(Given text)
Some senior citizens past age 65 were blessed to have been raised in families with a rich heritage of rural memories to share. Many of our parents regarded the great outdoors as an inexpensive learning laboratory and vacation venue. Many of my grandparents’ generation were also farm owners. People of this demographic are becoming scarce. Their experiences appear to match my own. A disclaimer is in order for many post-65 residents who do not share the experiences I describe. Urban children of that generation may share satisfying personal adventures from their city life. Different types of coping strategies may make their past metropolitan life seem worlds apart from those who fondly recall the pastoral life and its appeal. In either setting, rural or urban, fond memories have evoked lingering fascination.
Curious children were blessed with parents or instructors who encouraged their young people to dig more thoughtfully into the wonders of animal life. Parents and teachers sought to light the fires of investigation. Awaiting inquiring minds were explanations about how such animals functioned and how our physical world operated generally. In our homes, motivated by the responsibilities of making a humble living under harsh economic realities, we were impelled by the joy of discovery for God’s glory manifest in the created world around us.
As we became older, young people of my generation were treated to additional instruction provided by their high school and college biology courses. The biology courses of that era were bringing to a close a traditional era in biology instruction. A Wikipedia article on the “History of Biology” expresses the new discipline rapidly overtaking biology education: “Following the…cracking of the genetic code, biology was largely split between organismal biology—the fields that deal with whole organisms and groups of organisms—and the fields related to cellular and molecular biology. By the late 20th century, new fields like genomics and proteomics were reversing this trend…” My high school and college biology courses may have instructed me in the wonders of the circulatory, digestive, reproductive, respiratory, nervous and other organ systems. But the new emphasis in molecular biology was tantamount to a sudden leap in man’s knowledge.
Stated another way, biology of the 1950s and 1960s was entering the transition from the study of organs and organ systems to molecular biology. We were at the threshhold of the age of bio-chemistry. The biochemical research of the last 40-50 years has opened the curtain on life processes of cells and explaining them in detail. Now we understand what is happening within the whole organisms and organ systems. Then the era of expanded discovery arrived and continues to expand as we speak. The age of discovery of wonders of living things had moved from a more devotional appreciation of God’s glory manifest in living things to a genuine understanding of how God accomplished the task.
Nowhere can we appreciate more clearly the joy of discovery than in understanding the beauty of
DNA and RNA in the delicately twisted bio-molecules of inheritance and replication within every body cell of every living creature we admired on the farm or in the city. The information stored and duplicated is coded with three billion bits of information consisting of three billion “letters” whose sequence is absolutely critical to produce the many thousands of proteins, the building blocks of life, at just the right time, in the right order, and in the right place. It is no mystery why some modern high school biology texts number a thousand pages or more. Each text tells a miniscule fraction of the story of biology. The unlocking of the genetic code opened a new vista in bioscience during the 1960s.
(End Given text)
(Listed records)
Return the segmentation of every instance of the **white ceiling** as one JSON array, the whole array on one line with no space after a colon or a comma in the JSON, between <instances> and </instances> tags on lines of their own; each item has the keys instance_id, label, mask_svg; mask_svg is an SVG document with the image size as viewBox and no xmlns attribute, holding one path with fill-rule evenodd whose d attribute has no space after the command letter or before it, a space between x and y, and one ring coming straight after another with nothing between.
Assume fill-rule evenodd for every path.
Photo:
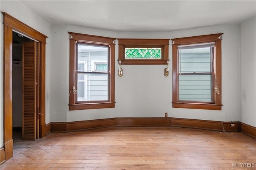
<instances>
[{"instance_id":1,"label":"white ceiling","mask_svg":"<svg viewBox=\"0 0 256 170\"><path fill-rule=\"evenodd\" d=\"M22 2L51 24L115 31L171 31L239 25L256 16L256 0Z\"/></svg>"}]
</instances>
(End Listed records)
(Listed records)
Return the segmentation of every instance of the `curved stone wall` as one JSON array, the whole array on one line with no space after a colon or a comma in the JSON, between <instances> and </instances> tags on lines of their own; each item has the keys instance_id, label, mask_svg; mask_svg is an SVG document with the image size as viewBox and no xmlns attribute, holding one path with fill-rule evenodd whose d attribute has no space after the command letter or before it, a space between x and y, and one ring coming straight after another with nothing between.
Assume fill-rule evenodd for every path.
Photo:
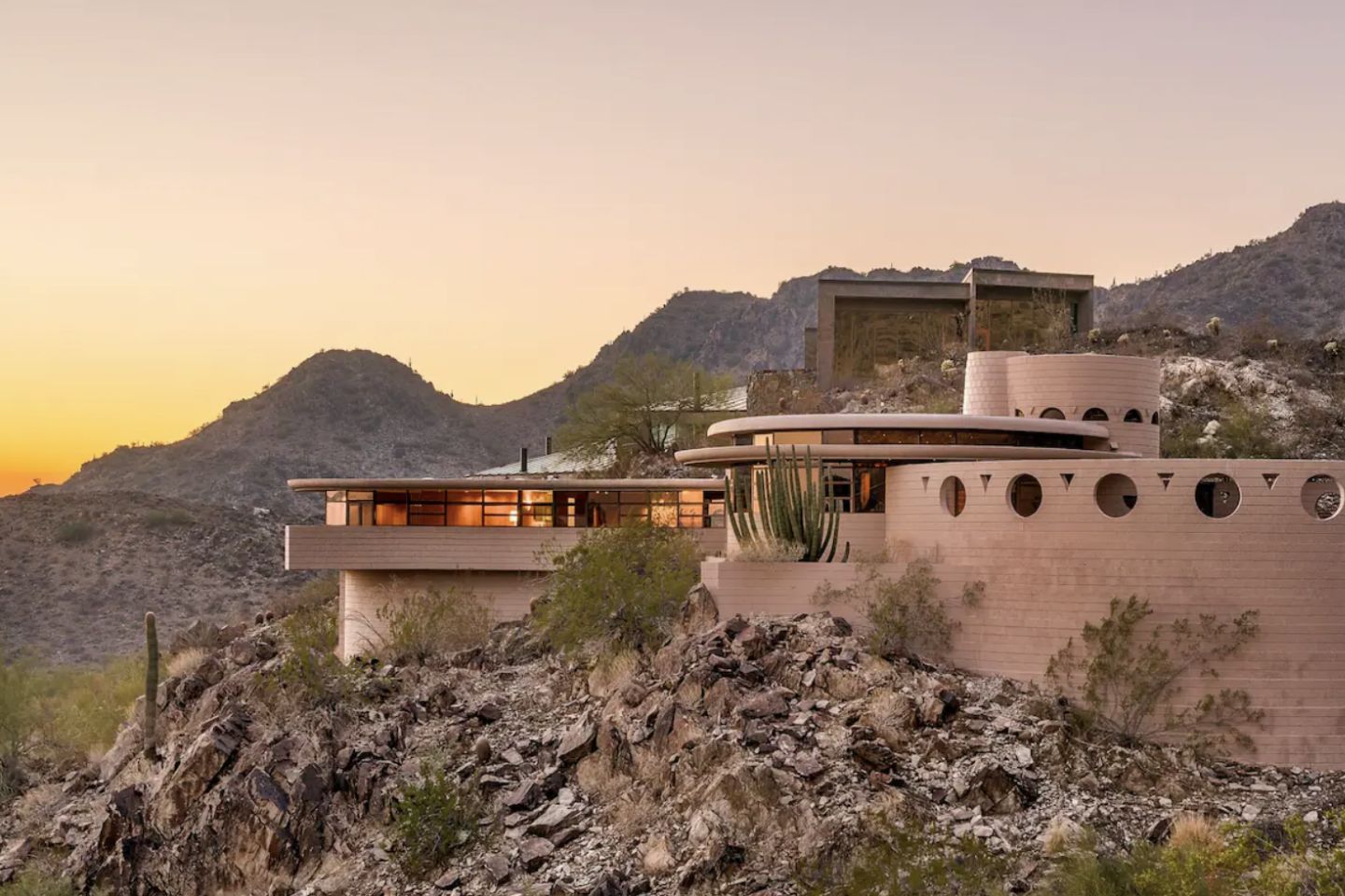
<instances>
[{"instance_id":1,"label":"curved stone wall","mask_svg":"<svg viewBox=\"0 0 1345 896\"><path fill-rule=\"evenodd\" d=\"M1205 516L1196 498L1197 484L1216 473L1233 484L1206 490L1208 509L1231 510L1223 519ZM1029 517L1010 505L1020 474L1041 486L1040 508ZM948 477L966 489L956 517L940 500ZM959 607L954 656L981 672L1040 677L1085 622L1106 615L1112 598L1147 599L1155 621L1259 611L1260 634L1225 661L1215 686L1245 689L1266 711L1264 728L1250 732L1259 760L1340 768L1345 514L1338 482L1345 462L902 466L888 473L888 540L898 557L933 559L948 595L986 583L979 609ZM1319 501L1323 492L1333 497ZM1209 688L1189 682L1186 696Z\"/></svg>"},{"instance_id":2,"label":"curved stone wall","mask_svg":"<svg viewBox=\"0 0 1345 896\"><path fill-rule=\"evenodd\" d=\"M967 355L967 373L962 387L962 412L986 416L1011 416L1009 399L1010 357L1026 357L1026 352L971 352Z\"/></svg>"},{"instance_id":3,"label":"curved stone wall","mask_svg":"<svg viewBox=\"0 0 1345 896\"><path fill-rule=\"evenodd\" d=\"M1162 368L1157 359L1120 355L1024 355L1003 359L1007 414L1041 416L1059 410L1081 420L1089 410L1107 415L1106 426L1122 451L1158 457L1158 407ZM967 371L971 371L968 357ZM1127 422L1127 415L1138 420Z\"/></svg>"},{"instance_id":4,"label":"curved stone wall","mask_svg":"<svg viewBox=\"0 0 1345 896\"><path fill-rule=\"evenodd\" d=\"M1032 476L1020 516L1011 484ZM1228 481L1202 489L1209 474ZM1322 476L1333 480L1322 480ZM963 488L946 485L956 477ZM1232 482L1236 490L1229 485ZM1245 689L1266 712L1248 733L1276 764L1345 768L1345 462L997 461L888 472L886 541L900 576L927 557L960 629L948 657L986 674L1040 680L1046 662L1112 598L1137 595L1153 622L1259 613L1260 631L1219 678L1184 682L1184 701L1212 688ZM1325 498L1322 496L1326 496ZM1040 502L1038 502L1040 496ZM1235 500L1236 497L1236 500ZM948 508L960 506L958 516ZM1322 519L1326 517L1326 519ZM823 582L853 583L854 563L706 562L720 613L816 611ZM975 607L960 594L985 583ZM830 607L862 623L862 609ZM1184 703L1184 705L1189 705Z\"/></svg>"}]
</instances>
(End Listed records)
What you are asked to do: Print the passage about biology education verbatim, from "Stated another way, biology" up to and including "accomplished the task.". The records have no connection to the text.

Output for this task:
Stated another way, biology of the 1950s and 1960s was entering the transition from the study of organs and organ systems to molecular biology. We were at the threshhold of the age of bio-chemistry. The biochemical research of the last 40-50 years has opened the curtain on life processes of cells and explaining them in detail. Now we understand what is happening within the whole organisms and organ systems. Then the era of expanded discovery arrived and continues to expand as we speak. The age of discovery of wonders of living things had moved from a more devotional appreciation of God’s glory manifest in living things to a genuine understanding of how God accomplished the task.